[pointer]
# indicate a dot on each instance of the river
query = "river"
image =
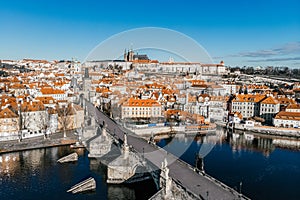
(257, 167)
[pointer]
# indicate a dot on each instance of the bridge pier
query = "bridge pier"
(100, 145)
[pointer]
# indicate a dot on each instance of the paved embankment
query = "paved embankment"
(266, 130)
(55, 139)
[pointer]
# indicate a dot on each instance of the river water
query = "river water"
(256, 166)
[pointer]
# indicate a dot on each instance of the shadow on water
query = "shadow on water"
(269, 168)
(35, 174)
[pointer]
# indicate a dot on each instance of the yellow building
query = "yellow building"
(141, 108)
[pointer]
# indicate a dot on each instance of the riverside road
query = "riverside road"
(200, 184)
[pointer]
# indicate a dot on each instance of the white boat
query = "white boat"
(248, 136)
(25, 133)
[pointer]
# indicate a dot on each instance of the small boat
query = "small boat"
(69, 158)
(77, 145)
(86, 185)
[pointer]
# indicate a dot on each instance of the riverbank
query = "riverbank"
(265, 130)
(56, 139)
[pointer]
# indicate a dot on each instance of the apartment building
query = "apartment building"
(141, 108)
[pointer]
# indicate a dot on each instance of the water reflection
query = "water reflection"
(35, 174)
(263, 165)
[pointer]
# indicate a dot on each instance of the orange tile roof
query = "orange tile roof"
(249, 98)
(46, 100)
(49, 90)
(141, 102)
(293, 106)
(32, 106)
(288, 115)
(103, 90)
(7, 113)
(269, 100)
(285, 100)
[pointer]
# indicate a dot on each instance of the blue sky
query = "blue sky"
(241, 32)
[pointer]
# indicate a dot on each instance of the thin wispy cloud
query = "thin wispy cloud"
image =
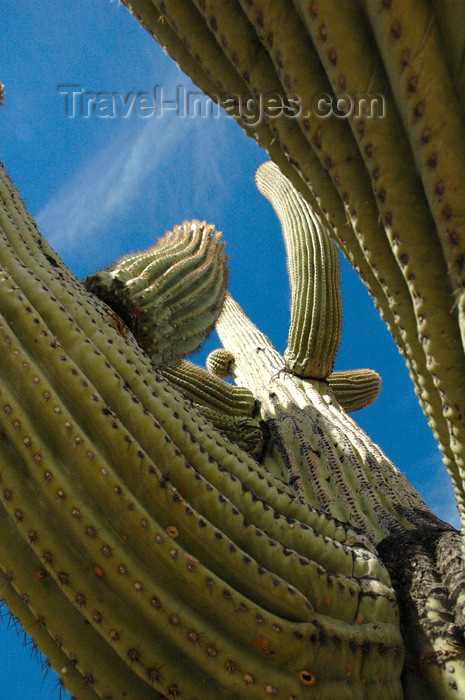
(106, 183)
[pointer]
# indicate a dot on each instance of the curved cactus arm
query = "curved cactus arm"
(409, 41)
(325, 454)
(313, 264)
(355, 389)
(206, 389)
(171, 294)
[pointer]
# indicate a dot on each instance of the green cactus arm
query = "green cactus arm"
(355, 389)
(427, 102)
(380, 273)
(206, 389)
(353, 491)
(450, 16)
(106, 523)
(312, 258)
(170, 295)
(426, 391)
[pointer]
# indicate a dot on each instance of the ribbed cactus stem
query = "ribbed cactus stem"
(171, 294)
(355, 388)
(431, 114)
(219, 363)
(201, 387)
(362, 178)
(325, 454)
(136, 517)
(313, 264)
(247, 433)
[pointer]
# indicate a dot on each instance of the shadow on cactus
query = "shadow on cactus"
(165, 534)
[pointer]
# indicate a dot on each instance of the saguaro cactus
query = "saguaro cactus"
(150, 553)
(388, 176)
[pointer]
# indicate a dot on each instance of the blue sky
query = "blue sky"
(102, 187)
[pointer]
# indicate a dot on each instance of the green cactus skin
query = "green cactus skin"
(171, 294)
(355, 176)
(316, 308)
(431, 114)
(355, 389)
(219, 363)
(200, 386)
(137, 518)
(247, 433)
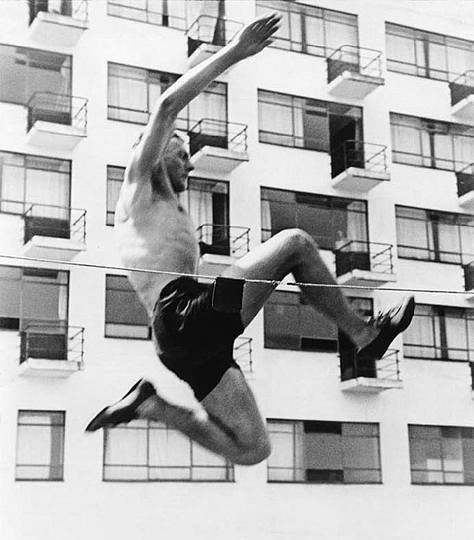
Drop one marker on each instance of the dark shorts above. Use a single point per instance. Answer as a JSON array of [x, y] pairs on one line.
[[195, 341]]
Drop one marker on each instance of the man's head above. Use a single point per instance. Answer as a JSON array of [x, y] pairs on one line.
[[177, 163]]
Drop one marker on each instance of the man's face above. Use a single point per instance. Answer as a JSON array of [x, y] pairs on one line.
[[178, 165]]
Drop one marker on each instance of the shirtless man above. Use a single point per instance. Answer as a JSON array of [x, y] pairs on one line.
[[194, 338]]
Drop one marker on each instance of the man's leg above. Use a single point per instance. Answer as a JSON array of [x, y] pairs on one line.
[[294, 251]]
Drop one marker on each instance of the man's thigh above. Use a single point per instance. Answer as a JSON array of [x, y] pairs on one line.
[[232, 404]]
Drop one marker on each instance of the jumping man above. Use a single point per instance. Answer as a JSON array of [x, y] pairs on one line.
[[193, 338]]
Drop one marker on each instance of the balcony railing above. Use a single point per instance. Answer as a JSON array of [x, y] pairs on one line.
[[223, 240], [58, 109], [212, 30], [469, 276], [361, 255], [145, 11], [243, 353], [462, 87], [76, 9], [54, 221], [218, 133], [386, 368], [52, 341], [359, 60], [465, 179], [352, 153]]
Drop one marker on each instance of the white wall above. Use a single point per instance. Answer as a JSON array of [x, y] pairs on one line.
[[293, 385]]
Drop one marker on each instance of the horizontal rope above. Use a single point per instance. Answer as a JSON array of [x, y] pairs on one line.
[[272, 282]]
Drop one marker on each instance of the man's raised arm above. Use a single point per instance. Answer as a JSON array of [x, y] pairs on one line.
[[250, 40]]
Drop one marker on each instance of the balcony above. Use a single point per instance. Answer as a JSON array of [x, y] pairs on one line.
[[465, 183], [354, 72], [469, 279], [51, 349], [53, 232], [462, 96], [243, 353], [57, 23], [359, 166], [368, 264], [217, 146], [220, 245], [207, 35], [369, 377], [56, 121]]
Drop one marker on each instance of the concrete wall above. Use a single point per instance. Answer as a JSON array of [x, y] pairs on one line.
[[292, 385]]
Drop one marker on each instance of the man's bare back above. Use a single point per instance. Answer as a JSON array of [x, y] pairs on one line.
[[154, 232]]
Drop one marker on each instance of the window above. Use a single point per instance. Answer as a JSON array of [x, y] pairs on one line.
[[33, 296], [430, 235], [114, 183], [207, 203], [324, 452], [425, 54], [429, 143], [161, 12], [132, 93], [307, 123], [440, 333], [40, 445], [326, 219], [125, 315], [441, 454], [26, 71], [150, 451], [39, 187], [290, 323], [309, 29]]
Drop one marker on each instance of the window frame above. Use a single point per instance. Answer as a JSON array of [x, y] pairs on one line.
[[107, 336], [425, 38], [228, 468], [442, 470], [340, 425], [433, 232], [62, 448]]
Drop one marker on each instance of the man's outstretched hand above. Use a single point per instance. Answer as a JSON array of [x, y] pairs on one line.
[[256, 35]]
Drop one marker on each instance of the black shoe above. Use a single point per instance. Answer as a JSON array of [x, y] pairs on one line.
[[391, 323], [125, 410]]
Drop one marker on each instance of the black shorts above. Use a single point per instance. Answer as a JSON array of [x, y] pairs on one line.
[[195, 341]]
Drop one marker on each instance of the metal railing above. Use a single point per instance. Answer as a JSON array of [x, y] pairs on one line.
[[353, 153], [58, 109], [360, 60], [465, 179], [54, 221], [469, 276], [144, 13], [462, 87], [361, 255], [76, 9], [223, 239], [386, 368], [218, 133], [438, 352], [212, 30], [53, 340], [243, 353]]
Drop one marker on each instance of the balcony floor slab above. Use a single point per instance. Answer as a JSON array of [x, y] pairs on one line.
[[45, 367], [53, 248], [56, 30], [359, 180], [366, 385], [354, 85]]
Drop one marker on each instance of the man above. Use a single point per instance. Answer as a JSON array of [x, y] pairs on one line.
[[194, 331]]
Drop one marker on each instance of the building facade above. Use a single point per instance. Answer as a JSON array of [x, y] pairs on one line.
[[356, 125]]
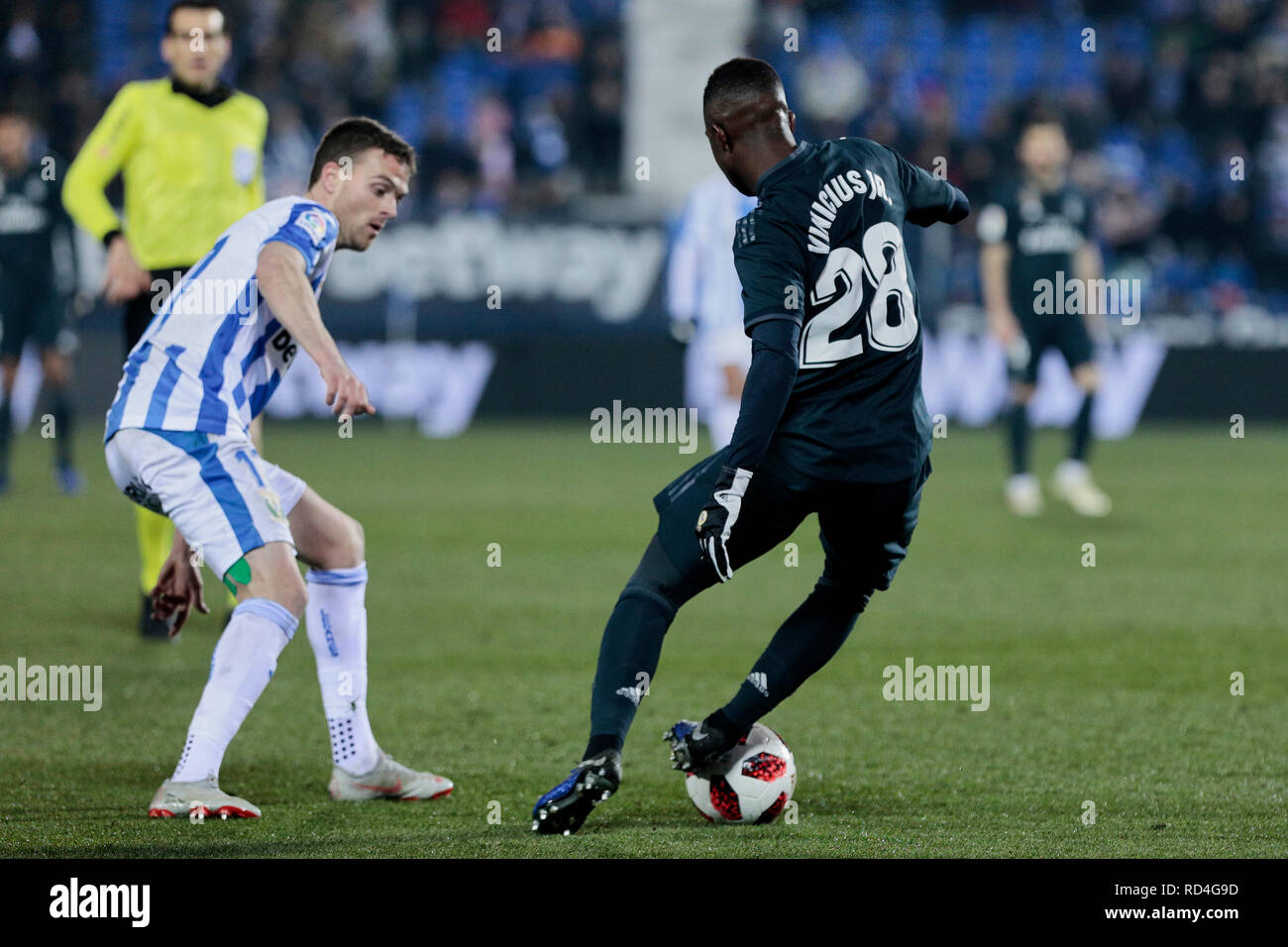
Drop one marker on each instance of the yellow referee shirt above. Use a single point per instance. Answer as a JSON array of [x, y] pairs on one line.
[[189, 170]]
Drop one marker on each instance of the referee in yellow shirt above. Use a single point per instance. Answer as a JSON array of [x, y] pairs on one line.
[[191, 153]]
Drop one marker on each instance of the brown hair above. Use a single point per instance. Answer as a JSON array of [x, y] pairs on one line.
[[353, 136]]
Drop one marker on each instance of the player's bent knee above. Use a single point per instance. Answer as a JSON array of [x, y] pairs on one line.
[[270, 573], [845, 595], [292, 595], [347, 547]]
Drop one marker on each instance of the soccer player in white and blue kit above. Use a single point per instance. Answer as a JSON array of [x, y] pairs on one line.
[[178, 444], [702, 287]]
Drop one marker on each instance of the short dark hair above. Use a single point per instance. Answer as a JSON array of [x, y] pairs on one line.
[[353, 136], [739, 80], [192, 5]]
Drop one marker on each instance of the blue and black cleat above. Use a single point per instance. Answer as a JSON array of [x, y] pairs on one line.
[[68, 479], [695, 746], [566, 806]]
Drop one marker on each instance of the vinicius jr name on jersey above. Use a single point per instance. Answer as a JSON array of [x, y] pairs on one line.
[[836, 193]]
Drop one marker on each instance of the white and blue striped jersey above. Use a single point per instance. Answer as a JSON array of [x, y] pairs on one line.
[[700, 281], [214, 354]]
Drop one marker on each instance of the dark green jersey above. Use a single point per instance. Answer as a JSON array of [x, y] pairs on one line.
[[35, 231], [824, 247], [1043, 230]]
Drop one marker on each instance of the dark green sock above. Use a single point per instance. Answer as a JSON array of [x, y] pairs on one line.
[[1019, 438], [60, 407], [627, 661], [5, 434], [632, 646], [804, 643], [1080, 441]]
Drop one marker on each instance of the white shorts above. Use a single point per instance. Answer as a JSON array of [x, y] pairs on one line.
[[218, 491]]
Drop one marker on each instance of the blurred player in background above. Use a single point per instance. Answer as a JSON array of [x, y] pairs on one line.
[[178, 444], [1041, 232], [702, 291], [37, 285], [832, 421], [189, 150]]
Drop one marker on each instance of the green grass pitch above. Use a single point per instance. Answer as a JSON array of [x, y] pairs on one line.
[[1111, 684]]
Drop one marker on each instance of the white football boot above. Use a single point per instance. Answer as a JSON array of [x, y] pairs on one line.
[[387, 780], [1024, 495], [1073, 484], [179, 799]]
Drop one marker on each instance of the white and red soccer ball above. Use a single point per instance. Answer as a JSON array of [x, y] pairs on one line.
[[751, 784]]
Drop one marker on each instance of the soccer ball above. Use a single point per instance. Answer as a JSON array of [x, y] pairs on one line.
[[752, 783]]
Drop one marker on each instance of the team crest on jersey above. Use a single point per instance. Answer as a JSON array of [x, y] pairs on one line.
[[245, 162], [314, 224]]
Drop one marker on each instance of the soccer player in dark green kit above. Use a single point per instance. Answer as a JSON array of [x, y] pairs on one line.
[[831, 421], [37, 273], [1038, 235]]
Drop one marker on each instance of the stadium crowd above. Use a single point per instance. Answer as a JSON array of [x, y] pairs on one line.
[[1177, 110]]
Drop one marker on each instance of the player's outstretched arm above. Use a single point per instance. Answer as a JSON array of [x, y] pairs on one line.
[[284, 286], [764, 397], [928, 198], [179, 587]]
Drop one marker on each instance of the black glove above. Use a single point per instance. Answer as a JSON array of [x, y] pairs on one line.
[[717, 518]]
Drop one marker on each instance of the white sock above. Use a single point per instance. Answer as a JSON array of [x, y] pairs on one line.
[[240, 669], [336, 621]]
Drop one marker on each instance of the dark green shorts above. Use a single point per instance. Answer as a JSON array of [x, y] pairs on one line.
[[1067, 333], [33, 312], [864, 527]]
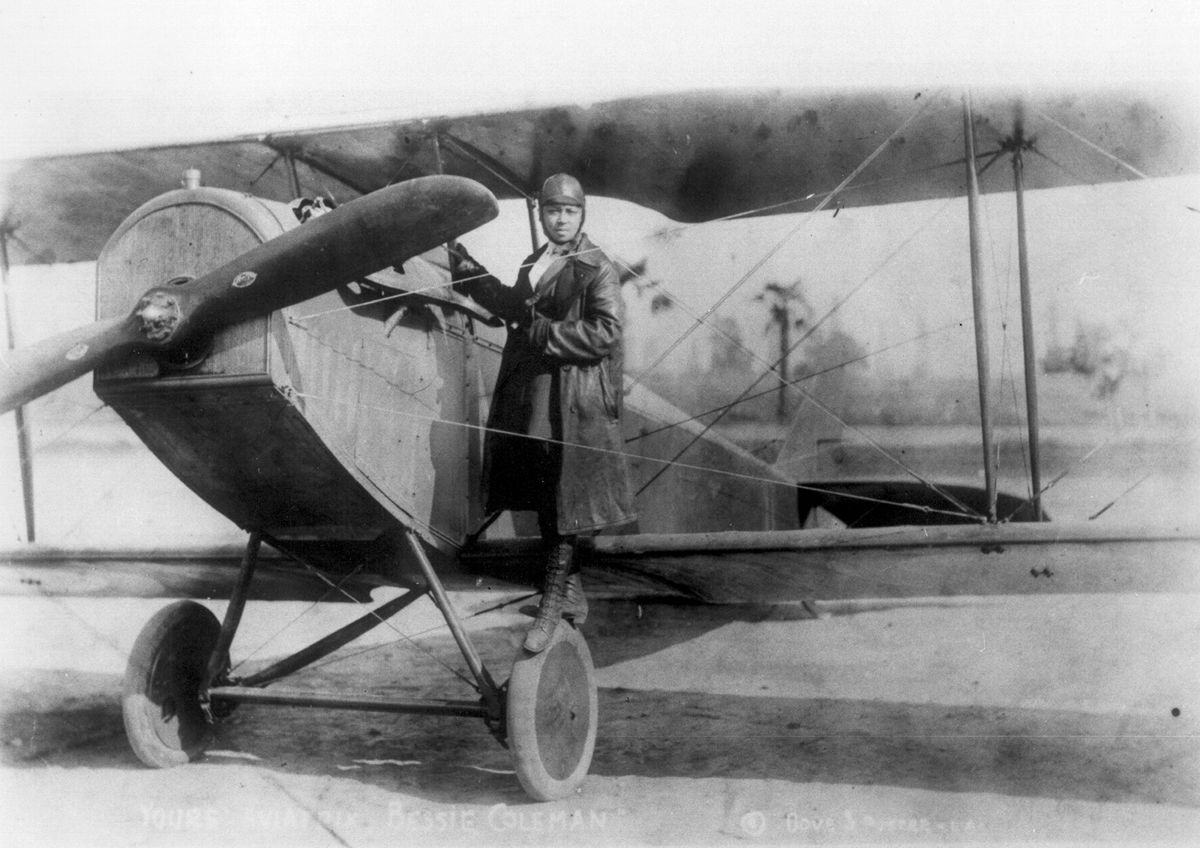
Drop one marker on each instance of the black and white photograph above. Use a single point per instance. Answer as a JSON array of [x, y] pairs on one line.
[[577, 423]]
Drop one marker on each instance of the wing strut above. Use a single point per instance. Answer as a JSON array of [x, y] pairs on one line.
[[981, 310], [1031, 373], [24, 456]]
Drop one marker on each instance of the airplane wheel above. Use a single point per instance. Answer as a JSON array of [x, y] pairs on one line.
[[552, 713], [161, 701]]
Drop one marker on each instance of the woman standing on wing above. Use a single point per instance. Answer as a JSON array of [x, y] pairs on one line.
[[553, 434]]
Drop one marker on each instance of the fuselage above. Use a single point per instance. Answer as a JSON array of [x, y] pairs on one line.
[[334, 425]]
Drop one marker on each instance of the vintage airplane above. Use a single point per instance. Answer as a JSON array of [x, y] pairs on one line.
[[321, 385]]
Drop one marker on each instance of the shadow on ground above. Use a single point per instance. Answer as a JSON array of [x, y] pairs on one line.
[[73, 721]]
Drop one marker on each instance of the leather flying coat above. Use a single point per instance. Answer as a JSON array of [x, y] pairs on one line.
[[573, 329]]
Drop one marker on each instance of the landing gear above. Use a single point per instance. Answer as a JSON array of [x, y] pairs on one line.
[[552, 711], [178, 680], [165, 716]]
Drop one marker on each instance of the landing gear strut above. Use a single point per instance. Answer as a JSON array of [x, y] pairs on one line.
[[177, 683]]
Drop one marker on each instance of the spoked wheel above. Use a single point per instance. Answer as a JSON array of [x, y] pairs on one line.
[[165, 720], [552, 711]]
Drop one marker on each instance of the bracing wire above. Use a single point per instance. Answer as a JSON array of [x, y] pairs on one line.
[[966, 512], [783, 241]]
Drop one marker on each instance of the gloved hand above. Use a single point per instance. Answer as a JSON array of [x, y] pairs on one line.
[[463, 266], [539, 330]]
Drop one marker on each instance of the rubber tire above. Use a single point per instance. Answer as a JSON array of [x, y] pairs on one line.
[[165, 721], [552, 715]]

* _What you have to do_: In the listing above, find each line with the word "thin" and copy it out.

* _Answer to the problem_:
# indicate a dot on each instance of the thin wispy cloud
query = "thin wispy cloud"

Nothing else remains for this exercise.